Stored entries
↓
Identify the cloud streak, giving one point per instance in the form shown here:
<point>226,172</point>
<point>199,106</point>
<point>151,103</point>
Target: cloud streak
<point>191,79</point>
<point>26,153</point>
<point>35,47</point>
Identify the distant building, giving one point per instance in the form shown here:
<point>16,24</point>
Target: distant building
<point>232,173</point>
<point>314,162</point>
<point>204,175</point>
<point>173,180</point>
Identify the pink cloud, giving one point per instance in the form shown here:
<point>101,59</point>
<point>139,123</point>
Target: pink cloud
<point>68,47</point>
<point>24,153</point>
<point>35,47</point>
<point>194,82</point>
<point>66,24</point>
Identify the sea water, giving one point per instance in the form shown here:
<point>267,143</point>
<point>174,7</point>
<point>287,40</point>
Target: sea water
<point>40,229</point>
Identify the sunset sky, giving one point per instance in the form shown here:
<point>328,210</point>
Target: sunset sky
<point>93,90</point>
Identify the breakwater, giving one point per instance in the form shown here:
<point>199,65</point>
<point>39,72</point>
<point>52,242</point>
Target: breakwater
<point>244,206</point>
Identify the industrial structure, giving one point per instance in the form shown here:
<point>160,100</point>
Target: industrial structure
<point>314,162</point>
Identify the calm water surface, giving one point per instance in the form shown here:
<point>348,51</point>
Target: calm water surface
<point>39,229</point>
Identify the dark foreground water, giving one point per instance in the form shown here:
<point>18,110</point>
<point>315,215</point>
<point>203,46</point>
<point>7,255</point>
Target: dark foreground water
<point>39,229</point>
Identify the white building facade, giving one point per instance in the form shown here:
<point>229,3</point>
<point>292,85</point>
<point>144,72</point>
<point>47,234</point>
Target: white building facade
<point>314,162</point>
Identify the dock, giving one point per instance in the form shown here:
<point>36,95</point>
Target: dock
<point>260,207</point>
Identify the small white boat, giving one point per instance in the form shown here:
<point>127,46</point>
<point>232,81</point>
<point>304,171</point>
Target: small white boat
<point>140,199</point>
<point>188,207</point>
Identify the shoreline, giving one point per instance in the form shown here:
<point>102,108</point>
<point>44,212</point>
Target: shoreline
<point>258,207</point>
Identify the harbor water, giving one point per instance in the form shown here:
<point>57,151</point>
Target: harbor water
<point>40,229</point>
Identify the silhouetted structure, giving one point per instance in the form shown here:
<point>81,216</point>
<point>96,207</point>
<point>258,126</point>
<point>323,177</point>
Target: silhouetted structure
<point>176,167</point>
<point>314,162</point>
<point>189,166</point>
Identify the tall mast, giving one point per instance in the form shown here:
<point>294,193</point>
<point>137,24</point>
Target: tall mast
↑
• _TASK GOAL_
Transcribe all of the items above verbatim, keeping every line in its original order.

• _SOLUTION TO THIS TASK_
Identify the cloud streak, giving one point per instance in the form shown here:
<point>226,172</point>
<point>199,106</point>
<point>151,103</point>
Target: cloud streak
<point>191,79</point>
<point>26,153</point>
<point>35,47</point>
Identify the distant building, giving one point per instance in the form shown here:
<point>16,24</point>
Target: distant building
<point>232,173</point>
<point>314,162</point>
<point>204,175</point>
<point>173,180</point>
Identify the pink cloud, giving one point per instance in the form shown here:
<point>101,59</point>
<point>139,123</point>
Target: pink cloud
<point>68,47</point>
<point>24,153</point>
<point>35,47</point>
<point>194,82</point>
<point>66,24</point>
Identify the sea water, giving one point per instance in the form shown here:
<point>267,143</point>
<point>174,7</point>
<point>287,40</point>
Target: sea water
<point>40,229</point>
Identify the sunset sky, giving one point per instance in the form shown here:
<point>328,210</point>
Target: sunset sky
<point>93,90</point>
Identify the breakwater, giving one point per instance in the form shown here:
<point>199,65</point>
<point>39,72</point>
<point>52,242</point>
Target: breakwater
<point>244,206</point>
Identify the industrial structure, giving one point per instance in the form shown here:
<point>160,100</point>
Target: industrial structure
<point>314,162</point>
Identify the calm water surface, giving one point per instance in the form shown here:
<point>348,51</point>
Target: calm water surface
<point>39,229</point>
Identify the dark foreground water, giving one point per instance in the form shown here:
<point>18,110</point>
<point>315,215</point>
<point>203,46</point>
<point>7,255</point>
Target: dark foreground water
<point>39,229</point>
Identify the white building facade, giving one point per instance in the form shown here:
<point>229,3</point>
<point>292,85</point>
<point>144,72</point>
<point>47,234</point>
Target: white building facade
<point>314,162</point>
Identify the dock, giving one point per instance in the form shown here:
<point>36,95</point>
Target: dock
<point>260,207</point>
Identify the small white boat, giving one point per instance in the form shown here:
<point>127,46</point>
<point>232,81</point>
<point>304,171</point>
Target: small white boat
<point>140,199</point>
<point>188,207</point>
Identify the shoreline, giving one point per instance in the form shown here:
<point>102,108</point>
<point>44,212</point>
Target: shoreline
<point>258,207</point>
Identify the harbor water, giving one point per instance in the form shown here:
<point>57,151</point>
Target: harbor water
<point>40,229</point>
Identify the silhouetted structure, giving one point per instance in the form shown here:
<point>81,216</point>
<point>96,207</point>
<point>258,126</point>
<point>323,177</point>
Target: silhouetted structure
<point>176,167</point>
<point>314,162</point>
<point>189,166</point>
Identify the tall mast, giving one point per instance in the form shown here:
<point>294,193</point>
<point>137,24</point>
Target: tall mast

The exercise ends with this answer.